● SHORT EXERCISE: Starting at the line that holds "target: overcast cloud", set down each line through the end of the listing, exactly as written and with nothing added.

● AVAILABLE RECORDS:

# # # # # # #

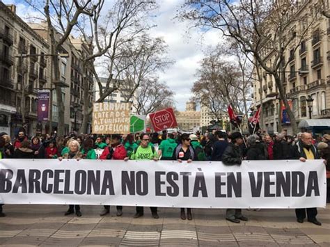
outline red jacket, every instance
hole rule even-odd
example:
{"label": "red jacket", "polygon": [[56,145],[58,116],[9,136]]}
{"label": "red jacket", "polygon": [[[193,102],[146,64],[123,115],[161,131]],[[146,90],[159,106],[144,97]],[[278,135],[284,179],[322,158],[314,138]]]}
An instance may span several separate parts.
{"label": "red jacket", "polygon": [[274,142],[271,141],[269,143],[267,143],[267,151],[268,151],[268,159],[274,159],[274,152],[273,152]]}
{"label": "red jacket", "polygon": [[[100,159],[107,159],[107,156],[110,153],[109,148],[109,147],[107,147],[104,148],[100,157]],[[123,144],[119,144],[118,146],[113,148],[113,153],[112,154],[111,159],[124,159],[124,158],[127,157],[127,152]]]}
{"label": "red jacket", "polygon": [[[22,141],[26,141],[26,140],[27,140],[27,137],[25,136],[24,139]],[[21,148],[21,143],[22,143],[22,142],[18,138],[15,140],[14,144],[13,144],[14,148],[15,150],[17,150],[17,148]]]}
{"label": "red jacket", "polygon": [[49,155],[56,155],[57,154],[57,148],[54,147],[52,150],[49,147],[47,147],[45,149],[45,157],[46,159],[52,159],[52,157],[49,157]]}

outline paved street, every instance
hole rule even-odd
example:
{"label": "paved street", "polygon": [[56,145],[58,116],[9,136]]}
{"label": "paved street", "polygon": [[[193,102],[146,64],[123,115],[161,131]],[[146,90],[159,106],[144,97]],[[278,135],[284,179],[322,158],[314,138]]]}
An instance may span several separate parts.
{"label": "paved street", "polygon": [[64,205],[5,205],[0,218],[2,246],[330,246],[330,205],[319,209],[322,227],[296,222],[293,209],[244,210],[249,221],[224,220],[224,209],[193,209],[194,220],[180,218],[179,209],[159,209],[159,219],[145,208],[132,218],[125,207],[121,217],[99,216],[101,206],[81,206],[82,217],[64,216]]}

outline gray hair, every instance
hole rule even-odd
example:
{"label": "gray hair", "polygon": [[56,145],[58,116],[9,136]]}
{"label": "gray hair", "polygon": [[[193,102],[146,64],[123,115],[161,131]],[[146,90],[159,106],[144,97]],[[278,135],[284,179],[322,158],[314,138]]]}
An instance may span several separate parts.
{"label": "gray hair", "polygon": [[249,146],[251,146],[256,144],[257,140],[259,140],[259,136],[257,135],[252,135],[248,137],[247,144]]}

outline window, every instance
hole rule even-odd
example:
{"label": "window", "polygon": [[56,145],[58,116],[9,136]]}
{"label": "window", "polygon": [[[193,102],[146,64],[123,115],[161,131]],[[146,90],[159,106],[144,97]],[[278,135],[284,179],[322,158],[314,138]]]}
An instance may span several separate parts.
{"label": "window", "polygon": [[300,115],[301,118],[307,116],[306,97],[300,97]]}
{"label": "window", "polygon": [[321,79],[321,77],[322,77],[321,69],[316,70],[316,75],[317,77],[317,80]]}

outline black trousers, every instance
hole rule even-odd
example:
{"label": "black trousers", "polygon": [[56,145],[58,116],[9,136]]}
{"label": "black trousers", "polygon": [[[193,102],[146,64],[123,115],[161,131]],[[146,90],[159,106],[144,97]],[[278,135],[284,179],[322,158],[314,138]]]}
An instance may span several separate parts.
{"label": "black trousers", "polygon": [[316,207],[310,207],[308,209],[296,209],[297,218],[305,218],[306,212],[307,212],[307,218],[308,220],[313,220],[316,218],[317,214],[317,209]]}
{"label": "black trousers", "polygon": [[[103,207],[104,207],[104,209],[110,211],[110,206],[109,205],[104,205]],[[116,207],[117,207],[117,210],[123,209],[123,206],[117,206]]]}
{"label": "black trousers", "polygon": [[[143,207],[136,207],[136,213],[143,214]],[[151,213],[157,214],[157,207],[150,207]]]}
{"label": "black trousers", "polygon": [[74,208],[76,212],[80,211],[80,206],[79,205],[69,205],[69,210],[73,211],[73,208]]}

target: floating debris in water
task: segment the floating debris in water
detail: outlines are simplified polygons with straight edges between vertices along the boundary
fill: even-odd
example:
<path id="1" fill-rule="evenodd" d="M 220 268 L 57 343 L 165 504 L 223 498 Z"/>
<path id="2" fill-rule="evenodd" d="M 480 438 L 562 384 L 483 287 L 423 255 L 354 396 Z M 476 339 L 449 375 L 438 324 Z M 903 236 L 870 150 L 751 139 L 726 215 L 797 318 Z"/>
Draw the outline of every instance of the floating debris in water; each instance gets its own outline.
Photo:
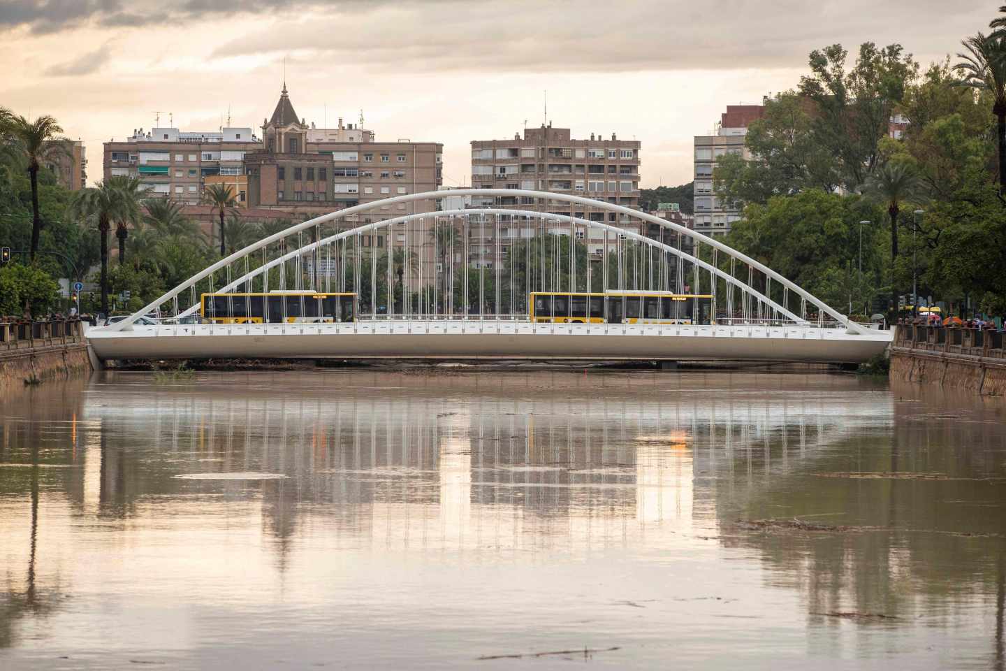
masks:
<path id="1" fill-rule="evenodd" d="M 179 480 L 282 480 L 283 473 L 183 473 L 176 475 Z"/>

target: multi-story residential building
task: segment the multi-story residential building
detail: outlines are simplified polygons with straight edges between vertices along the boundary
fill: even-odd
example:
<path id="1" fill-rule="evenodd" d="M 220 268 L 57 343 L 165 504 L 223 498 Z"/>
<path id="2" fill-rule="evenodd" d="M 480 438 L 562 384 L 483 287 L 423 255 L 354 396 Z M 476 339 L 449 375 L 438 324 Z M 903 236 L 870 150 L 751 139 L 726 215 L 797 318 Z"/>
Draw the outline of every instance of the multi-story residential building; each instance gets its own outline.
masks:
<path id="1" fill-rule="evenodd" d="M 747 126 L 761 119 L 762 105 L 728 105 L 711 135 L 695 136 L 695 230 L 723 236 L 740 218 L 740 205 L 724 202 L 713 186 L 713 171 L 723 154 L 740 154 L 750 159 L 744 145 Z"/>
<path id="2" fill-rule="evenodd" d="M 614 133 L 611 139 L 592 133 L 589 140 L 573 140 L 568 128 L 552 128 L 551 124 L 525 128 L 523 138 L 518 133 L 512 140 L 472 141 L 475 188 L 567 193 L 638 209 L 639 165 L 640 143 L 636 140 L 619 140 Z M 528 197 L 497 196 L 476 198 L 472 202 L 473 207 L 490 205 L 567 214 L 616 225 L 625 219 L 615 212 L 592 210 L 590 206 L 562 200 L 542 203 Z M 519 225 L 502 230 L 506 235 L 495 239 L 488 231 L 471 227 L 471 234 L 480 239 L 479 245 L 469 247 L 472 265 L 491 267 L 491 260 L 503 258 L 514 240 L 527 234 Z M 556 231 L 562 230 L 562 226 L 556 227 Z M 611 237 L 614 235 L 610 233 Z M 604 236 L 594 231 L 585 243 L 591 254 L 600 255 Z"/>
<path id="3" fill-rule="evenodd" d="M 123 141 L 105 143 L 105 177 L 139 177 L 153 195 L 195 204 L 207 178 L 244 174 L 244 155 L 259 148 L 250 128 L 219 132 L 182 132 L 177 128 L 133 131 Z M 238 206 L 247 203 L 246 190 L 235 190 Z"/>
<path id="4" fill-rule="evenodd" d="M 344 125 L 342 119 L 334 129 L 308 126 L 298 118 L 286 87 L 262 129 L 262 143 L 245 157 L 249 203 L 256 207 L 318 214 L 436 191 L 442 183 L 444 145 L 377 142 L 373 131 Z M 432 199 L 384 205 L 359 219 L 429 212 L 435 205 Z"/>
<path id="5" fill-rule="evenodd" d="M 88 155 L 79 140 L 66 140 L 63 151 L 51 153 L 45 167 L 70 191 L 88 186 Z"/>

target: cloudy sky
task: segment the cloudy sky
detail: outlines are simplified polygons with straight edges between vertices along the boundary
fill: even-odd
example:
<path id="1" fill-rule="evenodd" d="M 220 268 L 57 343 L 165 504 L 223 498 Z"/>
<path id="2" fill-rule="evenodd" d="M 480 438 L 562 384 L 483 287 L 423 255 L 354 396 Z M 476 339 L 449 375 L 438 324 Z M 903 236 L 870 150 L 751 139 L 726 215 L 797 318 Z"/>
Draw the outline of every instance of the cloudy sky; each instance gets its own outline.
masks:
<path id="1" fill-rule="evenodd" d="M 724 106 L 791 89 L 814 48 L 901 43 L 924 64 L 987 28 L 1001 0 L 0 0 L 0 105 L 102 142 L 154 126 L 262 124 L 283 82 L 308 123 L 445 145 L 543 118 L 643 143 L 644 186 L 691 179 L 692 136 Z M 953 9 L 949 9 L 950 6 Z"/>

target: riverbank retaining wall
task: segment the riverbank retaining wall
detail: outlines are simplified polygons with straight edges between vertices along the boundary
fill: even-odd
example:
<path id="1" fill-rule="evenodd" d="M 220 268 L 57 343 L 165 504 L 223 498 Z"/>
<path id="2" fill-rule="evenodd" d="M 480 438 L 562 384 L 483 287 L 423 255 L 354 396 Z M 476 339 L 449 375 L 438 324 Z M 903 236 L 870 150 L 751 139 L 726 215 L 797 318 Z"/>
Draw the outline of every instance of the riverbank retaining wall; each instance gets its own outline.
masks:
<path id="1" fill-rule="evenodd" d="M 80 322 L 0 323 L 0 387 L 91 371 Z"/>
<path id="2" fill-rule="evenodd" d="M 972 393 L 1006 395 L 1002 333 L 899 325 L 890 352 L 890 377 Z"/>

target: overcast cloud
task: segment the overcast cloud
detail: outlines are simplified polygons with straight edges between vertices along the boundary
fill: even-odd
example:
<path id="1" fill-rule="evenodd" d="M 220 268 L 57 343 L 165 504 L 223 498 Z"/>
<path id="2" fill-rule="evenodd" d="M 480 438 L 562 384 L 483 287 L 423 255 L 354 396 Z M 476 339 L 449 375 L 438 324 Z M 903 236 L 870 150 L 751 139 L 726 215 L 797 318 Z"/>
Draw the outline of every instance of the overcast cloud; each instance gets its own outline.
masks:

# # # # # # #

● RESPONSE TO THIS EXERCISE:
target: overcast cloud
task: segment the overcast cloud
detail: outlines are simplified polygons with straight edges between vertices along the boundary
fill: even-odd
example:
<path id="1" fill-rule="evenodd" d="M 220 268 L 57 343 L 165 504 L 223 498 Z"/>
<path id="2" fill-rule="evenodd" d="M 480 438 L 562 384 L 483 287 L 423 255 L 354 396 Z M 476 339 L 449 375 L 438 324 Z M 903 236 L 870 150 L 751 139 L 726 215 L 797 318 Z"/>
Draw the outline of every instance of the overcast cloud; each instance gets its own outline.
masks:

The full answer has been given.